> [CHALLENGE] Reproduce the listing below without any change.

Data records

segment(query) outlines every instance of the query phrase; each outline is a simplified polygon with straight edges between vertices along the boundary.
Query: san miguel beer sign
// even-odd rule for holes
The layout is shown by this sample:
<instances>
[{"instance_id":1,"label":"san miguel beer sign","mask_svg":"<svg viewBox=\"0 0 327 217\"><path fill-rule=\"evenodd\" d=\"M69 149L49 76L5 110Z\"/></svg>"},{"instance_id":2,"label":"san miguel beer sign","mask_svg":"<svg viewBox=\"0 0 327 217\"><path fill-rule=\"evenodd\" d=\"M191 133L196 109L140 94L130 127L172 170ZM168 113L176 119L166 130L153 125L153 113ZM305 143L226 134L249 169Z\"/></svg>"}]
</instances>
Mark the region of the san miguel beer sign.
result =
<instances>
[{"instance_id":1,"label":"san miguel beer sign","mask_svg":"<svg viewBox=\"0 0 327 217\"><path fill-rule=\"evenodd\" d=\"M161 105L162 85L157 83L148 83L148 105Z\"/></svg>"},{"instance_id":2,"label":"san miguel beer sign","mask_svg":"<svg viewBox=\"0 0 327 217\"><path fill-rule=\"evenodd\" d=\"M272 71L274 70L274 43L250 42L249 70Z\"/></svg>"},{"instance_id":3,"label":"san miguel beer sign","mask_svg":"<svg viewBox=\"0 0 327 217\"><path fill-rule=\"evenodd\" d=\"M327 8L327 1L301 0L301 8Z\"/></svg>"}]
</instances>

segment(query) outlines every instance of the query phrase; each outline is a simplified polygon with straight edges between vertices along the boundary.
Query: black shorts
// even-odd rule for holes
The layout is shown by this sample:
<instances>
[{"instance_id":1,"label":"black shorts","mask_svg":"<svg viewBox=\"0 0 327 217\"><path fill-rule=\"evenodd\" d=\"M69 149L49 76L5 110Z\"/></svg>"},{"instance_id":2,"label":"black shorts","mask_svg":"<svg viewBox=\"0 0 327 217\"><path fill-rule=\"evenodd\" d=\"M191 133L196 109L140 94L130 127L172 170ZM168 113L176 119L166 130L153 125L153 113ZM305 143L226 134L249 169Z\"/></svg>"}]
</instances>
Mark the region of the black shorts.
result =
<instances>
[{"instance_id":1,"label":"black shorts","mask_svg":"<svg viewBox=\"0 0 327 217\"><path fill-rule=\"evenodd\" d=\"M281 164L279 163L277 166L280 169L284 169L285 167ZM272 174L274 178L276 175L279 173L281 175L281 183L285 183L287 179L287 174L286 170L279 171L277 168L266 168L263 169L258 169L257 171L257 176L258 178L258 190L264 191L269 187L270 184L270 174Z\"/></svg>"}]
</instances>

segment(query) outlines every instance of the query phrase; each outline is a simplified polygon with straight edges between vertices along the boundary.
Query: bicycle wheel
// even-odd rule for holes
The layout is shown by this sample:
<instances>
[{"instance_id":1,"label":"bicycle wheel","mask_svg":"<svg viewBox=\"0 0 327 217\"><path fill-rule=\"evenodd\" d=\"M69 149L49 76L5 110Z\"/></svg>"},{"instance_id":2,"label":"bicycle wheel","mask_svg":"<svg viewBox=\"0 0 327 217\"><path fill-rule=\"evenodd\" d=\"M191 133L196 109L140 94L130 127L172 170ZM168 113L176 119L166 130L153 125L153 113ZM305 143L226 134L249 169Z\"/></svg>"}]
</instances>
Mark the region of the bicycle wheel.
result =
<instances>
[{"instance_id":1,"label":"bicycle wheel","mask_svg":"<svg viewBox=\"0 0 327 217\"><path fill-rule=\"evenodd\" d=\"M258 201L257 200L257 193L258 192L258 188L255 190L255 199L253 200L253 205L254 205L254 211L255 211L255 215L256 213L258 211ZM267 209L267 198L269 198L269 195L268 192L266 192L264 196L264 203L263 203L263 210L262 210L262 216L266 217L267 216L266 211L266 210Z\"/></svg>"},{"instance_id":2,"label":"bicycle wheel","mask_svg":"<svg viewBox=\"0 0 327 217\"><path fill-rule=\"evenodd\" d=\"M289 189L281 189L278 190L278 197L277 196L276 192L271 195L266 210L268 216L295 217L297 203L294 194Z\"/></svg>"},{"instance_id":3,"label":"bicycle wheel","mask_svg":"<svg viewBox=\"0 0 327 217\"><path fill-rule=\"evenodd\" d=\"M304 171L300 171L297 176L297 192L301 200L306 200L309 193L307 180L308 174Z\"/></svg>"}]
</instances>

> [THE COMPLETED TASK]
segment(query) outlines every instance of the query phrase; each outline is a simplified polygon with straight edges between vertices along the boundary.
Query: san miguel beer sign
// even-odd rule for holes
The layout is shown by this sample:
<instances>
[{"instance_id":1,"label":"san miguel beer sign","mask_svg":"<svg viewBox=\"0 0 327 217\"><path fill-rule=\"evenodd\" d=\"M69 149L49 76L5 110Z\"/></svg>"},{"instance_id":2,"label":"san miguel beer sign","mask_svg":"<svg viewBox=\"0 0 327 217\"><path fill-rule=\"evenodd\" d=\"M191 133L196 109L140 94L130 127L172 170ZM168 113L176 119L166 130L153 125L153 113ZM305 143L226 134L249 169Z\"/></svg>"}]
</instances>
Mark the region of the san miguel beer sign.
result =
<instances>
[{"instance_id":1,"label":"san miguel beer sign","mask_svg":"<svg viewBox=\"0 0 327 217\"><path fill-rule=\"evenodd\" d=\"M161 105L162 85L157 83L148 83L148 105Z\"/></svg>"},{"instance_id":2,"label":"san miguel beer sign","mask_svg":"<svg viewBox=\"0 0 327 217\"><path fill-rule=\"evenodd\" d=\"M272 71L274 70L274 43L250 42L249 70Z\"/></svg>"},{"instance_id":3,"label":"san miguel beer sign","mask_svg":"<svg viewBox=\"0 0 327 217\"><path fill-rule=\"evenodd\" d=\"M327 8L327 1L301 0L301 8Z\"/></svg>"}]
</instances>

segment(query) outlines every instance of the query phrase; each outline is a simplified polygon with straight edges between vertices along the boundary.
Query: black shorts
// even-odd rule for holes
The layout is shown by this sample:
<instances>
[{"instance_id":1,"label":"black shorts","mask_svg":"<svg viewBox=\"0 0 327 217\"><path fill-rule=\"evenodd\" d=\"M69 149L49 76L5 110Z\"/></svg>"},{"instance_id":2,"label":"black shorts","mask_svg":"<svg viewBox=\"0 0 327 217\"><path fill-rule=\"evenodd\" d=\"M191 133L196 109L140 94L130 127L172 170ZM168 113L176 119L166 130L153 125L153 113ZM305 143L226 134L249 169Z\"/></svg>"}]
</instances>
Mark the region of the black shorts.
result =
<instances>
[{"instance_id":1,"label":"black shorts","mask_svg":"<svg viewBox=\"0 0 327 217\"><path fill-rule=\"evenodd\" d=\"M281 164L279 163L277 166L280 169L284 169L285 167ZM272 174L274 178L276 175L279 173L281 175L281 183L285 183L287 179L287 174L286 170L279 171L277 168L266 168L263 169L258 169L257 171L257 176L258 178L258 190L264 191L269 187L270 184L270 174Z\"/></svg>"}]
</instances>

segment(query) outlines every instance of the query phrase; each outline is a simplified polygon with straight edges between vertices along the boundary.
Query: bicycle wheel
// even-odd rule for holes
The layout is shown by this sample:
<instances>
[{"instance_id":1,"label":"bicycle wheel","mask_svg":"<svg viewBox=\"0 0 327 217\"><path fill-rule=\"evenodd\" d=\"M69 149L49 76L5 110Z\"/></svg>"},{"instance_id":2,"label":"bicycle wheel","mask_svg":"<svg viewBox=\"0 0 327 217\"><path fill-rule=\"evenodd\" d=\"M191 133L196 109L140 94L130 127L172 170ZM168 113L176 119L166 130L153 125L153 113ZM305 143L226 134L249 169Z\"/></svg>"}]
</instances>
Mark the region of the bicycle wheel.
result =
<instances>
[{"instance_id":1,"label":"bicycle wheel","mask_svg":"<svg viewBox=\"0 0 327 217\"><path fill-rule=\"evenodd\" d=\"M258 201L257 200L257 193L258 192L258 188L255 190L255 199L253 200L253 205L254 205L254 211L255 211L255 215L256 213L258 211ZM267 209L267 198L269 198L269 195L268 192L266 192L264 196L264 203L263 203L263 210L262 210L262 216L266 217L267 216L266 211L266 210Z\"/></svg>"},{"instance_id":2,"label":"bicycle wheel","mask_svg":"<svg viewBox=\"0 0 327 217\"><path fill-rule=\"evenodd\" d=\"M289 189L281 189L278 190L278 197L277 196L276 192L271 195L266 210L268 216L295 217L297 203L294 194Z\"/></svg>"},{"instance_id":3,"label":"bicycle wheel","mask_svg":"<svg viewBox=\"0 0 327 217\"><path fill-rule=\"evenodd\" d=\"M304 171L300 171L297 176L297 192L301 200L306 200L309 193L307 180L308 174Z\"/></svg>"}]
</instances>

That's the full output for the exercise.